So we swam, away... or so we thought. I was behind Corey, eyes all alert from side to side. Corey then tapped my shoulder and and pointed ahead, stuck his hand up like a fin and pointed towards the shore. My thought was "Dear Lord just help us get out of the water without losing a limb!!" At that point we were knee deep, and just had to make for land as quickly as possible. So we went for it swimming past that which lurked nearby. We scrambled up onto the shore, smiling big grins, wide eyes, and in awe. Needless to say we were totally amped. I mean holy crap!! We just swam with Sharks!! It wasn't the first time for either of us... swimming with Sharks... but it's just as much of a rush as any other time, if not more. The more encounters, the more you know and realize how out of your league you really are when you are in the Sea. Of course, the chances of being attacked and harmed by a Leopard shark are really next to none, they are deemed pretty much harmless to humans... still though... why take any chance at all? Their mouths can clearly take a chunk off, so why chance it? I say nay... let's not play with the sharks.
Long story short, I got to swim with Sharks on Mother's Day... and it was FREAKING EPIC!! Later Lon, the kids, Corey and I ventured up on the ravine to take a good look down into the cove that we were diving. We counted 10 Leopard Sharks! 10! We were literally swimming in their feeding ground. My kids were so excited to see the Sharks, but it was a lesson learned on my behalf that Sharks lurk even in the most shallow waters. Literally 10 Sharks in knee deep water people!!!

Dataset excerpt:
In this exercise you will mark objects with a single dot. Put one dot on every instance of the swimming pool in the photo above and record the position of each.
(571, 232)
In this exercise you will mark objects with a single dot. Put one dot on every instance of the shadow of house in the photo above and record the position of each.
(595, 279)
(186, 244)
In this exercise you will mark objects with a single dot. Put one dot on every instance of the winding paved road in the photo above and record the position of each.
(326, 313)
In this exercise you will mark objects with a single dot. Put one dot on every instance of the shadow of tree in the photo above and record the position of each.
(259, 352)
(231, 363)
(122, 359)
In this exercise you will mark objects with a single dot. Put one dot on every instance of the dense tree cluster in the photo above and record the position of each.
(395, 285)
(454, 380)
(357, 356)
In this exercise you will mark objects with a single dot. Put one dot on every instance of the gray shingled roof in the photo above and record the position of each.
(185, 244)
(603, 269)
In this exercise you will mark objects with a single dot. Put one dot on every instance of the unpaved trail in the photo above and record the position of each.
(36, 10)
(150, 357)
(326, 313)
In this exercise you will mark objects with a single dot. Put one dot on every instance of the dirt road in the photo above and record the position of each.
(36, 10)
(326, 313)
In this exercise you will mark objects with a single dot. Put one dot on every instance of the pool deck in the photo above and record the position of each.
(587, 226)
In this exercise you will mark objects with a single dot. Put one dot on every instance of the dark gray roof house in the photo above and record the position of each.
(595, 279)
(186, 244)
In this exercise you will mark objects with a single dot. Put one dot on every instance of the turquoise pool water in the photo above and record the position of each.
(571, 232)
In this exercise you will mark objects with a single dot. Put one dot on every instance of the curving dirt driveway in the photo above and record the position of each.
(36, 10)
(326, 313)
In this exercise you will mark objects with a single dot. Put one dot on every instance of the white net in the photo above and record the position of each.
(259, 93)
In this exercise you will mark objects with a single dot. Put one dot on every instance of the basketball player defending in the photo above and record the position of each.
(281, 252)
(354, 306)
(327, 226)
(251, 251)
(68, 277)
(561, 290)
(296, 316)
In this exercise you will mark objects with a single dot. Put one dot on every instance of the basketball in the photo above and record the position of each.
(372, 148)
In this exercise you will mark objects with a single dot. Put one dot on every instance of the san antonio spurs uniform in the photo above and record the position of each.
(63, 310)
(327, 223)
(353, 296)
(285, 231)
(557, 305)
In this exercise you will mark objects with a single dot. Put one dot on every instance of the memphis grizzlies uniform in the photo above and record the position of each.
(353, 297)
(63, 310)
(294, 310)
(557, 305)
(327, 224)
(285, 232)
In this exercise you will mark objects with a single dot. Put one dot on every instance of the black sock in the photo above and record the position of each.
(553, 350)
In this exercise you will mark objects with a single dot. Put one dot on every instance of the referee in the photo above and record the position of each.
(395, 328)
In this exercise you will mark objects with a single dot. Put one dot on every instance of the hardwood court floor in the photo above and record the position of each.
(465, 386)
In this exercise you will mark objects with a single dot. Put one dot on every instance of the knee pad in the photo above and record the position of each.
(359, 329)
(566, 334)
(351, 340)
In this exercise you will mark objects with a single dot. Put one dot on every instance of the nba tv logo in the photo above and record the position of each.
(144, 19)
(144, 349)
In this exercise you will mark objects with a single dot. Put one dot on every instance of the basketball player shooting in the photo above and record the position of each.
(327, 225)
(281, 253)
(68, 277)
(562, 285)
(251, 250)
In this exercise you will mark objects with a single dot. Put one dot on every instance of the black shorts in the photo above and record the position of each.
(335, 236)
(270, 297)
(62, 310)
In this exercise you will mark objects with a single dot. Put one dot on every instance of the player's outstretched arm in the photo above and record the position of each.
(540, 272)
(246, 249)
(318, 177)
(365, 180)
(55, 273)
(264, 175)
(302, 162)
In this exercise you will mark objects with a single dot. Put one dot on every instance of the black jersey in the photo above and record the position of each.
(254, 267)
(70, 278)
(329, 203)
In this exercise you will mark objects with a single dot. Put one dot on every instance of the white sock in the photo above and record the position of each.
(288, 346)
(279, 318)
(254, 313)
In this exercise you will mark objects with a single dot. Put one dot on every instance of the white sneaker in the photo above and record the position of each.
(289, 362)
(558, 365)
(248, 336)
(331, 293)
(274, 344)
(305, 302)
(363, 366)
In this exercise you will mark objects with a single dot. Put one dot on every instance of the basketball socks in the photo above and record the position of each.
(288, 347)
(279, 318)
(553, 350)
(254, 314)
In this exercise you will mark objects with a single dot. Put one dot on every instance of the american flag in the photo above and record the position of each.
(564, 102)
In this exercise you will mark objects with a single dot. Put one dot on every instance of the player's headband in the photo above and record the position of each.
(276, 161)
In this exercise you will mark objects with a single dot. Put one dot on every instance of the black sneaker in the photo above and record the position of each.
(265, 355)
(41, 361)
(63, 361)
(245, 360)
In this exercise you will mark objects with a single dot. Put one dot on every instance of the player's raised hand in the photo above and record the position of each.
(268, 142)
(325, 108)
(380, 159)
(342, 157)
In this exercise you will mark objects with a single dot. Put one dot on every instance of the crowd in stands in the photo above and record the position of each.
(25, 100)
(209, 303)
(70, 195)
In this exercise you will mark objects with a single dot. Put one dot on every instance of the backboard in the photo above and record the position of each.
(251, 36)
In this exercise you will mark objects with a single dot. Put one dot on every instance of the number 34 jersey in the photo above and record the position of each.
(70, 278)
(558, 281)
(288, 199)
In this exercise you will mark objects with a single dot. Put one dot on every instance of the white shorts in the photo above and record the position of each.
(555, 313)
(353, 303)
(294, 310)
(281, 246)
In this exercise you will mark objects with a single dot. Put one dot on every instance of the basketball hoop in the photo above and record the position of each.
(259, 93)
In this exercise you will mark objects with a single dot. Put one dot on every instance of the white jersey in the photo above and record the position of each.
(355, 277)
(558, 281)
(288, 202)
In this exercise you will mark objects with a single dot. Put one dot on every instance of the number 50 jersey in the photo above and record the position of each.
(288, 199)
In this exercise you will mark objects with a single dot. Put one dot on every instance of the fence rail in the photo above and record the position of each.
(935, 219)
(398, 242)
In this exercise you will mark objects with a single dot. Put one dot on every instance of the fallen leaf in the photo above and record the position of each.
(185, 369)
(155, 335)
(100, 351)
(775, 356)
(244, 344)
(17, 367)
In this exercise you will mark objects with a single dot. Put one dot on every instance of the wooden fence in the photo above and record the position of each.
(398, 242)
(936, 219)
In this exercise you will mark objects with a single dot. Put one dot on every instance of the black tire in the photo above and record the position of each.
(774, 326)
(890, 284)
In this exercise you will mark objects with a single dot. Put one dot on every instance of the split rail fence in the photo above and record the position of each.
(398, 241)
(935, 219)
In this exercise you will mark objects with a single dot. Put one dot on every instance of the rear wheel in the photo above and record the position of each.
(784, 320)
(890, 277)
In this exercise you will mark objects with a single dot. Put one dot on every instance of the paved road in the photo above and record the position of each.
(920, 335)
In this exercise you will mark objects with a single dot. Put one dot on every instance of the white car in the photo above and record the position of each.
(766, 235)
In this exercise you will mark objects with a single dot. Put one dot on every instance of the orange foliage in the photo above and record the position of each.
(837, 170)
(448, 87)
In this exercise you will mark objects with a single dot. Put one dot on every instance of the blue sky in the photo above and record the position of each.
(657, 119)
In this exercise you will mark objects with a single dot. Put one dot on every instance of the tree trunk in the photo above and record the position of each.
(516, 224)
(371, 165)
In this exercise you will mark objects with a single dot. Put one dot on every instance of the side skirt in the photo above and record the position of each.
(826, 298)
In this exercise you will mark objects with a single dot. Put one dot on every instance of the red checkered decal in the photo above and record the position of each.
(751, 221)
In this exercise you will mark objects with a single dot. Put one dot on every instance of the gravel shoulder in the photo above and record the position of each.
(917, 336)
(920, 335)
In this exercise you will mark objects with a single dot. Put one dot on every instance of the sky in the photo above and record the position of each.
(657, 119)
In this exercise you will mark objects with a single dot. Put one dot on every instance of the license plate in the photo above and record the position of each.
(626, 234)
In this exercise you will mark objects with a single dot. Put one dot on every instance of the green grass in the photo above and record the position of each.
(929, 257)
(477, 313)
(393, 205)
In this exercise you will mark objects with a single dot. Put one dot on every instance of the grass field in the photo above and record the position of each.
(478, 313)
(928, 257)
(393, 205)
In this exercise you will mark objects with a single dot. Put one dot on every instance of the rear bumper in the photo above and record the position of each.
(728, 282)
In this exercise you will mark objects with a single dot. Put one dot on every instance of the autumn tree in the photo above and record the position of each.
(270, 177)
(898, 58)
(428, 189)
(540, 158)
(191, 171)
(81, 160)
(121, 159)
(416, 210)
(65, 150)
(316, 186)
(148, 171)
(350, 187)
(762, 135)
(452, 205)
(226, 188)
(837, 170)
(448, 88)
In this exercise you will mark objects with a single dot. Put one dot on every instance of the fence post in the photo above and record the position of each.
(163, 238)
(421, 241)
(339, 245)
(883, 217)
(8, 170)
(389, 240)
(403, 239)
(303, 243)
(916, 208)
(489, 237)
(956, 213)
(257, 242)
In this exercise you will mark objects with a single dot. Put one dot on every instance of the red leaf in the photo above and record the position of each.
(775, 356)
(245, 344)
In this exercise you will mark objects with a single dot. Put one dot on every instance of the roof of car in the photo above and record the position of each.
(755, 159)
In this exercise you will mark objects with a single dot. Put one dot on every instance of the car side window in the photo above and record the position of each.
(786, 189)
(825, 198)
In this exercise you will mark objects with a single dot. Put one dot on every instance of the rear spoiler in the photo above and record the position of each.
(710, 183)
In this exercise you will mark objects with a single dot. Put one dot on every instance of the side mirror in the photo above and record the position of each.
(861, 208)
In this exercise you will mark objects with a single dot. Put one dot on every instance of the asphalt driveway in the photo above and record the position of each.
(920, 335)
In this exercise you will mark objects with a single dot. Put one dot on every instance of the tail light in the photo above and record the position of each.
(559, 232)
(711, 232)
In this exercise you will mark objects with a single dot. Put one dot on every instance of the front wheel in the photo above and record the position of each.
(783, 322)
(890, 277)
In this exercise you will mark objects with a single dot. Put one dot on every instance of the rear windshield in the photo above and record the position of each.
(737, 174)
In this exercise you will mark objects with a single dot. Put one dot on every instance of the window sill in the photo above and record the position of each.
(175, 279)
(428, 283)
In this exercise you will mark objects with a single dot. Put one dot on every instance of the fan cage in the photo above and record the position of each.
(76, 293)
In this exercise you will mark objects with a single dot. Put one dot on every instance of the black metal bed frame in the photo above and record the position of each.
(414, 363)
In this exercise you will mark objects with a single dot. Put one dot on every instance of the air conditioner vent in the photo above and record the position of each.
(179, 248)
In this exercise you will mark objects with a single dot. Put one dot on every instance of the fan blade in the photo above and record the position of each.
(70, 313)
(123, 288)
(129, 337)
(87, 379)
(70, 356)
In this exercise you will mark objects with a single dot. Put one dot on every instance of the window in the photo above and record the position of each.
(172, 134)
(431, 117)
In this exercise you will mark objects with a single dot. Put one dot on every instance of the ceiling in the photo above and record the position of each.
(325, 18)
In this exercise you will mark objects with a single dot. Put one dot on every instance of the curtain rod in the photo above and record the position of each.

* [Stated problem 1] In the account of swimming with sharks, how many Leopard Sharks did the group count from the ravine?
* [Stated problem 2] Say whether each statement agrees with the account of swimming with sharks, and quote the words that decide it: (a) The swim took place on Mother's Day. (b) This was the first time the writer had swum with sharks. (c) Leopard sharks are considered very dangerous to humans.
* [Stated problem 3] In the account of swimming with sharks, why does the writer still avoid taking chances with Leopard sharks, even though they are thought to be harmless?
The records are not needed for anything asked here.

* [Correct result 1] They counted 10 Leopard Sharks.

* [Correct result 2]
(a) Yes: "I got to swim with Sharks on Mother's Day"
(b) No: "It wasn't the first time for either of us"
(c) No: "they are deemed pretty much harmless to humans"

* [Correct result 3] Their mouths can clearly take a chunk off. So the writer sees no reason to take any chance at all and says not to play with the sharks.